[Extracted data entries]

------------

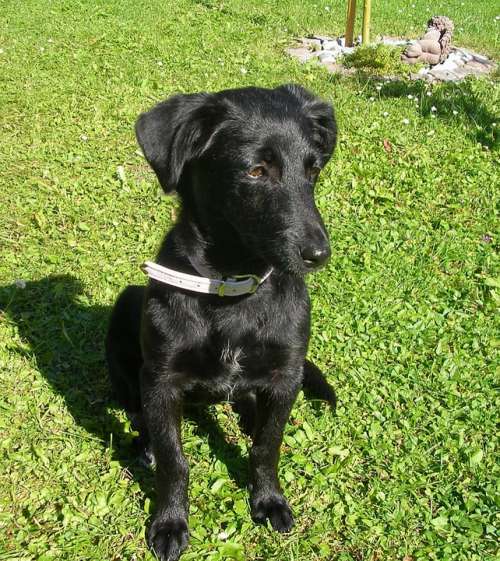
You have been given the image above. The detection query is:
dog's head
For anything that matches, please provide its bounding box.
[136,85,336,274]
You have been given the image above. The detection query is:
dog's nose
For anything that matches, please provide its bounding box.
[300,245,332,270]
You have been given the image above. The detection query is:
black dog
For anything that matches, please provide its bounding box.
[106,85,336,561]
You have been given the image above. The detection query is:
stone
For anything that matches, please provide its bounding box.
[286,35,496,82]
[286,47,316,63]
[321,41,340,51]
[318,51,337,62]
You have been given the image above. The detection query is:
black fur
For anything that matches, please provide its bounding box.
[106,85,336,561]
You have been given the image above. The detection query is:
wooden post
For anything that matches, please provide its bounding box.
[362,0,372,45]
[345,0,356,47]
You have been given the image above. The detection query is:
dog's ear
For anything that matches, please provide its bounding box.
[278,84,337,164]
[135,93,225,193]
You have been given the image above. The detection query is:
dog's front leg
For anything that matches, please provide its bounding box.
[141,367,189,561]
[250,387,299,532]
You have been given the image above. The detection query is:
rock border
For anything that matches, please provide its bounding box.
[286,35,497,82]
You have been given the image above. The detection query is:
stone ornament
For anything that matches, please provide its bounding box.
[401,16,455,66]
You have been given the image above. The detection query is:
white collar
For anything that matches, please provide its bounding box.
[141,261,273,296]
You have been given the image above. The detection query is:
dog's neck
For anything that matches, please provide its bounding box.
[159,210,271,278]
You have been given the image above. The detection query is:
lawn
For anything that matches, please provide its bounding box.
[0,0,500,561]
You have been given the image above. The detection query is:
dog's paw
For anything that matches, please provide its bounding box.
[148,518,189,561]
[251,494,294,533]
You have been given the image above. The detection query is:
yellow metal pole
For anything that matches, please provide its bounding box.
[345,0,356,47]
[362,0,372,45]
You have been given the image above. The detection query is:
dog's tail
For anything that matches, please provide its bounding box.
[302,360,337,410]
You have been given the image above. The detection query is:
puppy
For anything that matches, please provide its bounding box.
[106,85,337,561]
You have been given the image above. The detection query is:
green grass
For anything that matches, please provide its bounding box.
[0,0,500,561]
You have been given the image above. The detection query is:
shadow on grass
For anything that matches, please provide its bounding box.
[364,78,500,148]
[0,275,247,497]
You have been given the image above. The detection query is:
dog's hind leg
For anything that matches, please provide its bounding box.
[106,286,154,465]
[302,360,337,410]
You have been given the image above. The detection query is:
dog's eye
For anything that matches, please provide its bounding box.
[309,166,321,181]
[247,166,266,178]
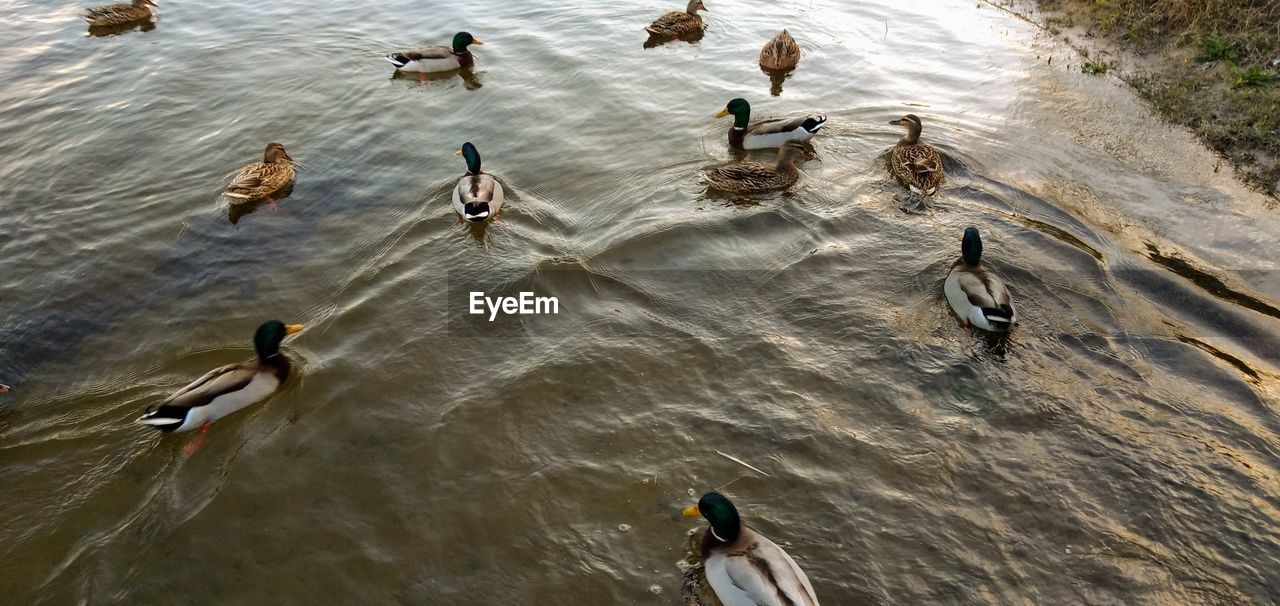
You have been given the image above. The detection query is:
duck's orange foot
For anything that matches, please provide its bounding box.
[182,423,209,459]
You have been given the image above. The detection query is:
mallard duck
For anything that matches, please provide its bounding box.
[705,141,808,193]
[716,99,827,150]
[138,320,302,432]
[760,29,800,72]
[453,142,506,223]
[223,143,293,204]
[684,492,818,606]
[644,0,707,38]
[888,114,946,196]
[387,32,484,73]
[942,227,1018,332]
[84,0,156,27]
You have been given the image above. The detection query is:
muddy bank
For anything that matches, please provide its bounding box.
[989,0,1280,199]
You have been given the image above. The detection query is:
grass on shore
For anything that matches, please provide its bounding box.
[1038,0,1280,197]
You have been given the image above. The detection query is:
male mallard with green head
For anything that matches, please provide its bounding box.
[84,0,156,27]
[942,227,1018,332]
[387,32,484,73]
[716,99,827,150]
[705,141,809,193]
[223,143,294,204]
[760,29,800,72]
[644,0,707,38]
[888,114,946,196]
[684,492,818,606]
[138,320,302,432]
[453,142,506,223]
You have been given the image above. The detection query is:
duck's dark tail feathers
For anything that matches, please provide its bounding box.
[982,304,1014,329]
[800,115,827,133]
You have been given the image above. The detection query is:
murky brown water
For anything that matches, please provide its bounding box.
[0,0,1280,605]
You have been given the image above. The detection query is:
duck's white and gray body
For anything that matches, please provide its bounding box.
[704,527,818,606]
[387,46,474,73]
[728,114,827,150]
[942,260,1018,332]
[138,364,288,432]
[453,173,506,223]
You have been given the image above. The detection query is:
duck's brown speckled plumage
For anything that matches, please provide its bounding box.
[888,114,946,195]
[225,143,294,204]
[644,0,707,38]
[84,0,155,27]
[760,29,800,72]
[705,142,806,193]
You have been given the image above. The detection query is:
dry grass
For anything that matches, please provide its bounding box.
[1037,0,1280,197]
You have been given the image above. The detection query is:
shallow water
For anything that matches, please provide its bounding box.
[0,0,1280,605]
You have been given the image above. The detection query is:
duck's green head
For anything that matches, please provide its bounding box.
[253,320,302,360]
[453,141,480,174]
[716,99,751,128]
[960,227,982,265]
[684,491,742,543]
[453,32,484,53]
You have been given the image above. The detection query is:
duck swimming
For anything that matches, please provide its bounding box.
[387,32,484,73]
[888,114,946,196]
[453,142,506,223]
[223,143,294,204]
[704,141,808,193]
[644,0,707,38]
[84,0,157,27]
[716,99,827,150]
[684,492,818,606]
[138,320,302,432]
[942,227,1018,332]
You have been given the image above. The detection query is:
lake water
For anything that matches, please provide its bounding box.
[0,0,1280,605]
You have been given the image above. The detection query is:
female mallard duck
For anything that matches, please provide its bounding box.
[387,32,484,73]
[716,99,827,150]
[684,492,818,606]
[84,0,156,27]
[453,142,506,223]
[223,143,293,204]
[705,141,808,193]
[644,0,707,38]
[942,227,1018,332]
[888,114,946,196]
[138,320,302,432]
[760,29,800,72]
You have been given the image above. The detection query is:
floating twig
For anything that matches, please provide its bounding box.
[716,451,772,478]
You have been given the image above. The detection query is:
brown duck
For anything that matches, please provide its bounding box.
[84,0,156,27]
[705,141,808,193]
[888,114,946,196]
[644,0,707,38]
[223,143,293,204]
[760,29,800,72]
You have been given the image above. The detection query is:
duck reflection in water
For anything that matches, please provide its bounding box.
[392,68,484,91]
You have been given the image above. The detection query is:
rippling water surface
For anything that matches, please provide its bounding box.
[0,0,1280,605]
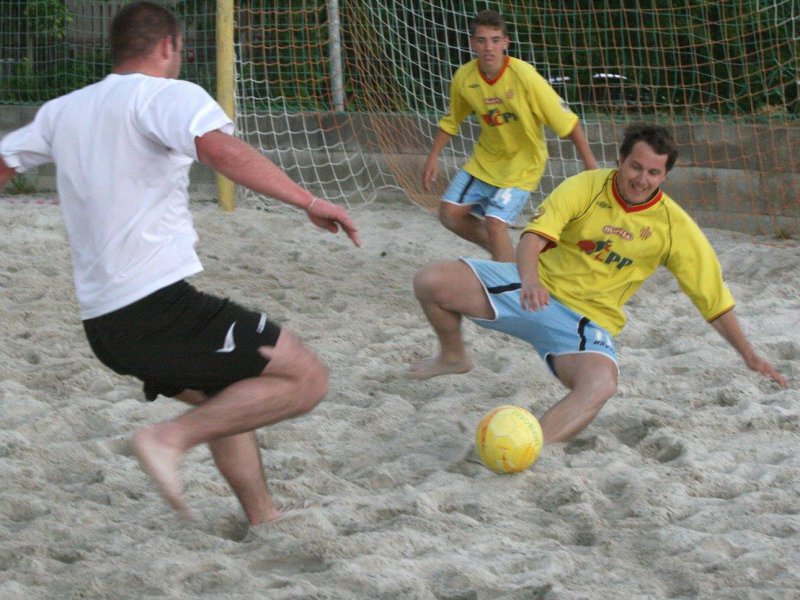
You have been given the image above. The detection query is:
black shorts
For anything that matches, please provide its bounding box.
[83,281,281,400]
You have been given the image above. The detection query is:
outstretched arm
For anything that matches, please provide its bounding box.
[517,232,550,311]
[711,310,789,387]
[569,123,599,171]
[422,129,452,192]
[0,156,17,190]
[195,130,361,246]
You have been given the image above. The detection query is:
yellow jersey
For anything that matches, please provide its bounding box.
[439,57,578,191]
[523,169,734,336]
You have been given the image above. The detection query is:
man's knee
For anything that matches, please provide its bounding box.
[297,351,330,414]
[590,373,617,407]
[486,217,508,237]
[414,263,454,301]
[438,201,469,231]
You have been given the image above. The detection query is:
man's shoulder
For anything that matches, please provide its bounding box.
[507,56,541,78]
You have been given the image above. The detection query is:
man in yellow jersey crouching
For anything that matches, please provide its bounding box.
[409,125,788,443]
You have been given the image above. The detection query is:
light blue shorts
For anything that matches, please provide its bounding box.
[442,169,531,223]
[461,258,618,374]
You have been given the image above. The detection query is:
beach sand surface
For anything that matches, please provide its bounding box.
[0,197,800,600]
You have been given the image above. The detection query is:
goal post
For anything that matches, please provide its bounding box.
[216,0,236,211]
[228,0,800,232]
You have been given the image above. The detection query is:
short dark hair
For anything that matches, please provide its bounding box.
[109,2,180,65]
[469,8,508,35]
[619,123,678,171]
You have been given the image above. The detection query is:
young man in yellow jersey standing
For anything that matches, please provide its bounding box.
[422,10,597,262]
[409,125,788,443]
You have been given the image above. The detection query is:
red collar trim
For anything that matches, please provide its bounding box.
[475,55,511,85]
[611,171,664,212]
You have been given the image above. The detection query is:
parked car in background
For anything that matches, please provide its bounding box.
[547,71,656,111]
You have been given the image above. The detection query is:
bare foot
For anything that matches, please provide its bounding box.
[408,356,472,379]
[133,426,192,520]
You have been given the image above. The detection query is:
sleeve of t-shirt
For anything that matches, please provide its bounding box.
[528,67,578,138]
[137,79,234,160]
[0,101,58,173]
[523,172,593,243]
[666,216,735,321]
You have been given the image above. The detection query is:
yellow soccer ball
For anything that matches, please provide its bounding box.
[475,405,542,473]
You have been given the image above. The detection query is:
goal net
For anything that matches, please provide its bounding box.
[235,0,800,232]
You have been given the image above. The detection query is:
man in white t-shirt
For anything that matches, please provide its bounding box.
[0,2,360,524]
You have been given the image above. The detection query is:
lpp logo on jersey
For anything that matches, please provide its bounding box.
[481,108,519,127]
[578,240,633,269]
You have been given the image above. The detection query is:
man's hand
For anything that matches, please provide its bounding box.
[306,197,361,248]
[519,279,550,311]
[422,158,439,192]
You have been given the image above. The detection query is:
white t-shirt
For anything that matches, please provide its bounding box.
[0,73,233,319]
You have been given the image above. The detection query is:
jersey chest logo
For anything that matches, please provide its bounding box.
[578,240,633,271]
[481,108,519,127]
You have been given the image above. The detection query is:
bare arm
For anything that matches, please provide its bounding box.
[517,232,550,310]
[195,130,361,246]
[422,129,453,192]
[569,123,599,171]
[711,310,789,387]
[0,156,17,190]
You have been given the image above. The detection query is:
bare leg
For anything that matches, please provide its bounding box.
[439,202,492,253]
[486,217,516,262]
[408,260,494,379]
[539,353,617,444]
[134,329,328,524]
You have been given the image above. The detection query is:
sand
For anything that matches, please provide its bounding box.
[0,198,800,600]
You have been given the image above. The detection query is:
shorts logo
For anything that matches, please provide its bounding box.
[217,321,236,352]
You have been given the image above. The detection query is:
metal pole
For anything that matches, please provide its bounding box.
[328,0,344,112]
[217,0,236,211]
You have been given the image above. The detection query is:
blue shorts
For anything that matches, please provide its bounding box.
[442,169,531,223]
[461,258,618,374]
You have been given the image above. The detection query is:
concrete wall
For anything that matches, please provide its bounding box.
[0,106,800,237]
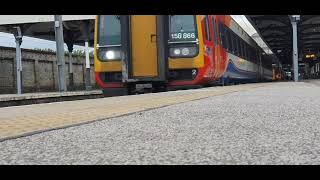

------------

• **Written problem**
Please find every row above that contains the word "yellow" and copy each of those rows in full, treating case as significant.

• **Task solution**
yellow metal pole
yellow jersey
man in yellow jersey crouching
young man in yellow jersey standing
yellow soccer ball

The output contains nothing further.